TEXTO DO EXERCÍCIO:
-------------------------

É possível visualizar a nossa existência como um grande ciclo, assim como é possível ter a percepção de inúmeros ciclos, de menor extensão, que compõem esse ciclo maior.


O início de um ciclo ocorre quando o anterior se completa, quando o anterior já não nos comporta no crescimento que adquirimos. Assim como o bebê precisa nascer, passando a um ciclo diferente, em que deverá ajustar-se criativamente às novas exigências que a vida lhe traz; passamos por diversos “nascimentos” ao longo da vida. Costumo dizer que todas as barrigas terminam ficando pequenas e precisamos nascer para novas experiências, novas aprendizagens; desenvolvendo-nos e crescendo constantemente, até a despedida final desta nossa trajetória.



Como perceber que um ciclo se completou e precisamos nascer para outro? O mesmo incômodo que o feto sente dentro da barriga que não o comporta mais, é o incômodo que sentimos diante de situações de vida que, de fato, não nos comportam mais e das quais é necessário despedir-se e lançar-se ao desconhecido. Nascer para o novo, muitas vezes, não é algo fácil, posto que não há como ter o controle sobre como será esse novo lugar existencial que ocuparemos. A ansiedade pode tomar conta e o refúgio no “ruim conhecido” pode ser a solução para não enfrentar o “nascimento” tão necessário.


Mas o que acontece se um feto não nasce no momento que deve nascer, quando todo o seu organismo está pronto para uma nova fase? Com certeza absoluta, ele morre; já que ali, naquele lugar, ele não tem mais como se sustentar, como ser amparado. Aquela barriga que lhe deu tudo o que ele precisava, que o acolheu de maneira “perfeita”, torna-se inóspita, não serve mais. Da mesma forma, quando nos negamos a nascer para as diversas fases do existir, terminamos “morrendo em vida”. Uma morte simbólica, em que “nosso lugar”, que um dia foi tão precisamente perfeito, passa a nos aprisionar, esse lugar não tem mais como suprir a pessoa que nos tornamos, essa nova versão nossa.

-------------------------

O QUE FAZER: Por favor, continue o texto sobre os ciclos da existência e os "nascimentos" ao longo da vida, começando logo depois da última frase apresentada.

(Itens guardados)
-------------------------

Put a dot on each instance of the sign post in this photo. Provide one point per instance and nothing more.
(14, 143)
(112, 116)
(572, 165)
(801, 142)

-------------------------

SUA RESPOSTA:
Nossa identidade passa por inúmeras mudanças ao longo da vida, passamos a desenvolver papéis diversos, construídos criativamente, de acordo à demanda das nossas necessidades, que mudam constantemente. Somos verdadeiras “metamorfoses ambulantes”, que anseiam por mudanças, por crescimento; quando negamos essa necessidade de mudança, encontrando refúgio na rotina, na mesmice, deixamos de exercitar a criatividade tão humana, que nos diferencia de outros animais, morrendo em vida, atrofiando o nosso existir.


Somos sementes e trazemos o enxoval necessário para o nosso desenvolvimento, nada nos falta para enfrentar a vida, seja ela qual for que nos toque viver. O ser humano encontra saída nas condições mais inóspitas possíveis, a resiliência encontra-se em cada um de nós e é preciso travar um contato constante com ela, para poder fluir pela vida, para poder nos deixar viver, espontaneamente, criativamente; tornando-nos o que de fato somos, que já existe em nós, apenas precisamos deixar fluir.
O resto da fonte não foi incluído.